Collected data:
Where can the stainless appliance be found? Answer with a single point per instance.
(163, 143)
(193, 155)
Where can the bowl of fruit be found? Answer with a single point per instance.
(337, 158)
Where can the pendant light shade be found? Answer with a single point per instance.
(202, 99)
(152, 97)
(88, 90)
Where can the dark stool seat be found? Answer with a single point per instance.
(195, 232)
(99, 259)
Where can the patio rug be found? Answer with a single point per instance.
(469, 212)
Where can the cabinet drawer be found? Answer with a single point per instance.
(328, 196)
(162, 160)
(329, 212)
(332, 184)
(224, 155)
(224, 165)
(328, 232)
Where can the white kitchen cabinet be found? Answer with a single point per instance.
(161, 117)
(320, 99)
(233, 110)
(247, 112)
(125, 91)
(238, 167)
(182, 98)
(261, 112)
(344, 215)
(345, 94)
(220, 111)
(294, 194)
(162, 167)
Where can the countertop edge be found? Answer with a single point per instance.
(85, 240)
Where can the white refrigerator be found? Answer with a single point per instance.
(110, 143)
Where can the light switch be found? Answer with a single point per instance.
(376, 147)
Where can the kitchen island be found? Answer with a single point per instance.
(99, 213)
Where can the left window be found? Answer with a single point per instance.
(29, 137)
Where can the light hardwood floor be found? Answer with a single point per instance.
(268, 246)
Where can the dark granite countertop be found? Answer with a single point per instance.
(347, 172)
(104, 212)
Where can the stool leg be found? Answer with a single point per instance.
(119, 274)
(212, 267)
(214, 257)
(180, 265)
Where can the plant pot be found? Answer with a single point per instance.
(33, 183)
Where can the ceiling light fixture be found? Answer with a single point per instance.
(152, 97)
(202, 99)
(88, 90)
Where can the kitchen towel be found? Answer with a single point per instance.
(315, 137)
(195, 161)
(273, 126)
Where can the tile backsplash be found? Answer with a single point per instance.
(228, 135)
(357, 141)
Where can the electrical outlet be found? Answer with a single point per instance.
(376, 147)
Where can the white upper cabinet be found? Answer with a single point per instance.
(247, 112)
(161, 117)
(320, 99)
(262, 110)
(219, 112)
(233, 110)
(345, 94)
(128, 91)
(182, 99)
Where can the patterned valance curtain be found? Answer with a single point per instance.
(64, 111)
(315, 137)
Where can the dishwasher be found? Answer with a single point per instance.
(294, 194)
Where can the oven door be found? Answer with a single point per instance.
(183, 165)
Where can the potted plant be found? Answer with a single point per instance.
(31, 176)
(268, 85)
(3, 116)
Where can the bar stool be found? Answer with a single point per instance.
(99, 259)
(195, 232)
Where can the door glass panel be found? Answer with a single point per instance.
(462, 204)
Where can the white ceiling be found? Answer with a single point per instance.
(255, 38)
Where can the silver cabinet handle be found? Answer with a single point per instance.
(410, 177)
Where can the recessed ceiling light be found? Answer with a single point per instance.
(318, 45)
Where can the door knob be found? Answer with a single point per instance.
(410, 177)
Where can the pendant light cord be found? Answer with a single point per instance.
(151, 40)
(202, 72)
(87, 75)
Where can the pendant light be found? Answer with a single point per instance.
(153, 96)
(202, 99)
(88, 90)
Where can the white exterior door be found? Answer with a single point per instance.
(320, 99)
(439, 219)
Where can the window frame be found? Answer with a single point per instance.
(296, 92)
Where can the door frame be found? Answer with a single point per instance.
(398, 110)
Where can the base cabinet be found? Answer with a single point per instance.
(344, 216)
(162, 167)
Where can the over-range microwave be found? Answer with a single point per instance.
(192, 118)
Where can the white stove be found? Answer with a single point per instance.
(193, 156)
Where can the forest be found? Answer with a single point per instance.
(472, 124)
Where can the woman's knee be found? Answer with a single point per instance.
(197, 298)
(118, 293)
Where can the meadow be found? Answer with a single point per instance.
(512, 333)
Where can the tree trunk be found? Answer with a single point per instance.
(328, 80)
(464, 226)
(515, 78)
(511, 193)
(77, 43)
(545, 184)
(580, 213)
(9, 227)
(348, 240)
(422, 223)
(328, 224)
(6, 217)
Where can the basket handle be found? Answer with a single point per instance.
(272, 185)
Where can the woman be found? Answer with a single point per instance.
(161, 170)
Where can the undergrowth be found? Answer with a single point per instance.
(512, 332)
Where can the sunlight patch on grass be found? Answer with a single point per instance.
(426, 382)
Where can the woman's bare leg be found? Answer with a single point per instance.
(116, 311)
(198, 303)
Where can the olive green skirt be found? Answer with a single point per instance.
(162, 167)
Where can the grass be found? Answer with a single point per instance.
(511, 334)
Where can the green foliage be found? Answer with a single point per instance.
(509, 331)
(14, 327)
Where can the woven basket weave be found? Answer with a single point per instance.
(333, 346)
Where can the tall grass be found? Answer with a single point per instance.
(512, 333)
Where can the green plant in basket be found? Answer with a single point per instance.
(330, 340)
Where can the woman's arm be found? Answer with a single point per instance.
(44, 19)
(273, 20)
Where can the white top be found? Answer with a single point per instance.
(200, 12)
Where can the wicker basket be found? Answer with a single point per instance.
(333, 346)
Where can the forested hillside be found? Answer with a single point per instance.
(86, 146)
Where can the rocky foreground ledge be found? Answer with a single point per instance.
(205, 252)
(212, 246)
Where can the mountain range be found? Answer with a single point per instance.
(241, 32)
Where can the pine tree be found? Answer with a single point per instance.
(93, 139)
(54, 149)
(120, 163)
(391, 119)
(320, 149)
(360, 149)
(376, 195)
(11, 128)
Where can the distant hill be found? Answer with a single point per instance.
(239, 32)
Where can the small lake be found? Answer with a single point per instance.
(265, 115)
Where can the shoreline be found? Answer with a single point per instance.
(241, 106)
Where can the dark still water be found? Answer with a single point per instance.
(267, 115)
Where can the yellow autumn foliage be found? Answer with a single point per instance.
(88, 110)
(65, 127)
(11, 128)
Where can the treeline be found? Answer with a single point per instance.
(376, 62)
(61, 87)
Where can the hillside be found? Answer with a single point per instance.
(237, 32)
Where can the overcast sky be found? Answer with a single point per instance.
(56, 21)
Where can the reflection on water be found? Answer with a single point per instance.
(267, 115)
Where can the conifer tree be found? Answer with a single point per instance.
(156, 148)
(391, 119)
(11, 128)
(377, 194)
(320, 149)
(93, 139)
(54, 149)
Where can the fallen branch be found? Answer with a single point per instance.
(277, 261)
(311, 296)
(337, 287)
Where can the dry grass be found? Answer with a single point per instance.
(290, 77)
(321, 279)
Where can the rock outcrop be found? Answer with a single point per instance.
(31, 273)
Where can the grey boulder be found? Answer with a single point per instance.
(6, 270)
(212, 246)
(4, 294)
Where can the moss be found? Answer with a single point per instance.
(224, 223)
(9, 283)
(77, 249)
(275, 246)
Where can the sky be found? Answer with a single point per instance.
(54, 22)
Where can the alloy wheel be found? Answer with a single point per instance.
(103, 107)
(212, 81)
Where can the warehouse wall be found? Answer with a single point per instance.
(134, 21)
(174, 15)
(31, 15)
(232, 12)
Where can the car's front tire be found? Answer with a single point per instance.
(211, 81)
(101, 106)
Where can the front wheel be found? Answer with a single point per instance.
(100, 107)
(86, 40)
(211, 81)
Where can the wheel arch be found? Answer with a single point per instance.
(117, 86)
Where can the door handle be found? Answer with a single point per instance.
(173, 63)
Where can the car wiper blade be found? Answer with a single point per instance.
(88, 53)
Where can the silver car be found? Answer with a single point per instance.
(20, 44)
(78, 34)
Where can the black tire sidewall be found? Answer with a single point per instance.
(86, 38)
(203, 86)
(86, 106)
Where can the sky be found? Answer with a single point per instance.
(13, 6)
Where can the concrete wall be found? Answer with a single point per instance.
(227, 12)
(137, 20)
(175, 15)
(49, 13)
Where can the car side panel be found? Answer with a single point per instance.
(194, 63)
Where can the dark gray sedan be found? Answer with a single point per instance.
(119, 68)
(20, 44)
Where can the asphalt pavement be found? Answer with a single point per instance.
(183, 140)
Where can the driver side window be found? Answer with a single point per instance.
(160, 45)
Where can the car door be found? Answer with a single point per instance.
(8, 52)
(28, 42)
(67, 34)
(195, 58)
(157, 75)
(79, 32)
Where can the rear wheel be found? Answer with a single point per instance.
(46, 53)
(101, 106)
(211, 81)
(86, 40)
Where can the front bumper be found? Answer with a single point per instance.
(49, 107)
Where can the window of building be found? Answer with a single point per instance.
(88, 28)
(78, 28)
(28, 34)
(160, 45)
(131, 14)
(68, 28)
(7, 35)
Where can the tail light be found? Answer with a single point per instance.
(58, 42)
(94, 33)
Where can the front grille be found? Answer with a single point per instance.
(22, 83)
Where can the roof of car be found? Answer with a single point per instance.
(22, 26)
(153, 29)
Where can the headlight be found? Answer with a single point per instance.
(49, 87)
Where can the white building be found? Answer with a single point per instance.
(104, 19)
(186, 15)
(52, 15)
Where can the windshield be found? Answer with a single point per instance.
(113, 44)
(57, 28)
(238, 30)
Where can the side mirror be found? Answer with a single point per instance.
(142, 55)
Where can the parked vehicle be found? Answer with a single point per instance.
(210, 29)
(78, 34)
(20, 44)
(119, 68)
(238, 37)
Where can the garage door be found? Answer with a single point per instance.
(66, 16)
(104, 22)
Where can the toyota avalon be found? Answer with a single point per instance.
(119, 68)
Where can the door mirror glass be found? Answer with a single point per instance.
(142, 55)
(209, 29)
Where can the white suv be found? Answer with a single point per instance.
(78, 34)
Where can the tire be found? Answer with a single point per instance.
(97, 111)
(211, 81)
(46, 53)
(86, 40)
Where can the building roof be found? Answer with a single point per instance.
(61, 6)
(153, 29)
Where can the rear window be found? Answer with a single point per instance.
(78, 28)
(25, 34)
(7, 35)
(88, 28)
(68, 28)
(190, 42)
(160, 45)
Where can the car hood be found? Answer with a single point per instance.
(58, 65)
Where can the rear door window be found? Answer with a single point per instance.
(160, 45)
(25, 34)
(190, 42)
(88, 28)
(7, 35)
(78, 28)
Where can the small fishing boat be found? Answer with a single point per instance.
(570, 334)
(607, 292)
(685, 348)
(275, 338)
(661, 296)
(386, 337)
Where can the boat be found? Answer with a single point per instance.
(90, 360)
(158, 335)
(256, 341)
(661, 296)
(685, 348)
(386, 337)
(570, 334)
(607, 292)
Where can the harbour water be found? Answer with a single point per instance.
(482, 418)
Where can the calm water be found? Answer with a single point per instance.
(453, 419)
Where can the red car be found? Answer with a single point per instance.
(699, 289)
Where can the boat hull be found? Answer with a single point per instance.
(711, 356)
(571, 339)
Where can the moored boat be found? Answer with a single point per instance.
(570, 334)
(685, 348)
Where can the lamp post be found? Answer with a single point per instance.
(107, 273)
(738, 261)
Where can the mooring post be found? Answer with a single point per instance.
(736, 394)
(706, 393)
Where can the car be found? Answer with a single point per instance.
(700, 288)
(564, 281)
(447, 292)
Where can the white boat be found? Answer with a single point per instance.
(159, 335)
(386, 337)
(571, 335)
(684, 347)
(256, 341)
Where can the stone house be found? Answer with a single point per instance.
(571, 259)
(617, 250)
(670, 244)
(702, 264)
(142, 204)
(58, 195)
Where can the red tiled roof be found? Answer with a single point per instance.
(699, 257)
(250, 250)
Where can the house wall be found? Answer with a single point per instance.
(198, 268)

→ SHORT EXERCISE:
Lines from the one containing "Where can the car be" through the final line are to be given again verbatim, with nothing before or after.

→ THE REPLY:
Where can the car be found? Answer with a single point per instance.
(700, 288)
(564, 281)
(447, 292)
Where can the white boat be found? Answer with a single point per instance.
(159, 335)
(386, 337)
(571, 335)
(684, 347)
(256, 341)
Where can the stone house be found? Answer with a single point per instance.
(571, 259)
(617, 250)
(670, 244)
(702, 264)
(142, 204)
(58, 195)
Where can the red tiled roof be found? Answer with a single point per instance.
(699, 257)
(250, 250)
Where can the house wall be found? Answer with a single point per instance.
(198, 268)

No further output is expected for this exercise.